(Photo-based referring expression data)

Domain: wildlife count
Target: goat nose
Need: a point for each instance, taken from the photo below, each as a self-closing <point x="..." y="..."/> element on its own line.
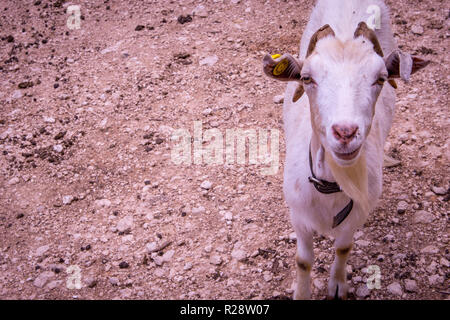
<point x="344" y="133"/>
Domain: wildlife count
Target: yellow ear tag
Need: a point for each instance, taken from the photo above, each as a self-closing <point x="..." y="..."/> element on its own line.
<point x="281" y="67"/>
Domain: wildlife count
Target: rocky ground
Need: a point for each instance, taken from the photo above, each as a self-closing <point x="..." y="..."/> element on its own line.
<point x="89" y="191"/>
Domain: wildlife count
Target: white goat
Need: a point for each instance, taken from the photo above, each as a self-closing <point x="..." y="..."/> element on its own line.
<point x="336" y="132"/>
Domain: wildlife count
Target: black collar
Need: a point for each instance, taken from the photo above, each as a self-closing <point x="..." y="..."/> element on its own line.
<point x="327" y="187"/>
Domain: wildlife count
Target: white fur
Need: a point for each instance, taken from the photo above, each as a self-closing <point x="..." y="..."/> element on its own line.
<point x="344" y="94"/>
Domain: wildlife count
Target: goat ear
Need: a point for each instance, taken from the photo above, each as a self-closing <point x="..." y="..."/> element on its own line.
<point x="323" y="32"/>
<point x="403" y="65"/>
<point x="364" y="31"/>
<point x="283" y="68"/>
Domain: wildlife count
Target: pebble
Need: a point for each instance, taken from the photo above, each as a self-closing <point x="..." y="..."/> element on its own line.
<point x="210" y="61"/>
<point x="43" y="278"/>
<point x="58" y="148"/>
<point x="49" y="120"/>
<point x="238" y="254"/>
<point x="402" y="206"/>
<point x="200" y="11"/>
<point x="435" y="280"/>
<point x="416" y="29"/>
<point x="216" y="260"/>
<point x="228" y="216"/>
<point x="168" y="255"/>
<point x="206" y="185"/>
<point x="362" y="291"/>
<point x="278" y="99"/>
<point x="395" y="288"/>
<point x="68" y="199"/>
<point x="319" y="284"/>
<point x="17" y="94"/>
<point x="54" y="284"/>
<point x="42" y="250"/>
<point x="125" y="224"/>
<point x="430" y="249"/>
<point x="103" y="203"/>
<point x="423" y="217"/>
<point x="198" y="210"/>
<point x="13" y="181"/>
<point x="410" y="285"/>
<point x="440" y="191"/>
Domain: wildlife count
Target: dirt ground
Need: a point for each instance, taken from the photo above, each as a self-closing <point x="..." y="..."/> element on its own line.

**ACTIVITY:** Write out every entry above exactly as it stands, minus the pictures.

**RESULT:**
Domain: wildlife count
Target: goat nose
Need: a point for each instance, taken from the photo below, each as a self-closing <point x="..." y="..."/> element on its own line.
<point x="344" y="133"/>
Domain: wildlife count
Target: yellow ear tag
Need: a point for each instance, taken from the photo above, each as a self-closing <point x="..." y="..."/> element on its own line.
<point x="281" y="67"/>
Domain: wildlife count
Target: rocky ground
Need: a point for each instance, taken from the photo above, each as a self-closing <point x="..." y="..."/> element on its own line.
<point x="89" y="191"/>
Domain: wildlife count
Target: white goat
Need: a point for each instance, taken from the photo above, each as a self-closing <point x="..." y="..."/> element on its own line.
<point x="336" y="132"/>
Domain: wildlife count
Target: black collar
Need: a point for each instance, taken from the photo above, each as a self-closing <point x="..." y="..."/> element on its own line.
<point x="327" y="187"/>
Domain: wildlife count
Target: white fur
Need: a point for each instance, taken from the photo above, each as a self-closing <point x="..." y="..."/> element on its own line.
<point x="344" y="94"/>
Domain: wildlife count
Target: goat ear
Need: a point for each instance, taken from the photo above, each as a self-closing <point x="..." y="..."/> element on its own line.
<point x="323" y="32"/>
<point x="403" y="65"/>
<point x="364" y="31"/>
<point x="283" y="68"/>
Domain: wildlife count
Target: pebble
Need: a point for each instance, taken from the photo above, each as a self-closing <point x="..." y="..."/> element on its own line.
<point x="210" y="61"/>
<point x="43" y="278"/>
<point x="58" y="148"/>
<point x="49" y="120"/>
<point x="238" y="254"/>
<point x="402" y="206"/>
<point x="200" y="11"/>
<point x="435" y="280"/>
<point x="416" y="29"/>
<point x="216" y="260"/>
<point x="228" y="216"/>
<point x="168" y="255"/>
<point x="206" y="185"/>
<point x="362" y="291"/>
<point x="278" y="99"/>
<point x="395" y="288"/>
<point x="68" y="199"/>
<point x="319" y="284"/>
<point x="17" y="94"/>
<point x="54" y="284"/>
<point x="42" y="250"/>
<point x="125" y="224"/>
<point x="430" y="249"/>
<point x="103" y="203"/>
<point x="423" y="217"/>
<point x="198" y="210"/>
<point x="13" y="181"/>
<point x="410" y="285"/>
<point x="440" y="191"/>
Domain: wildlife count
Target: dirt ground
Need: a point for each instance, taken from the photo above, each as a self-closing <point x="..." y="..."/> element on its own line.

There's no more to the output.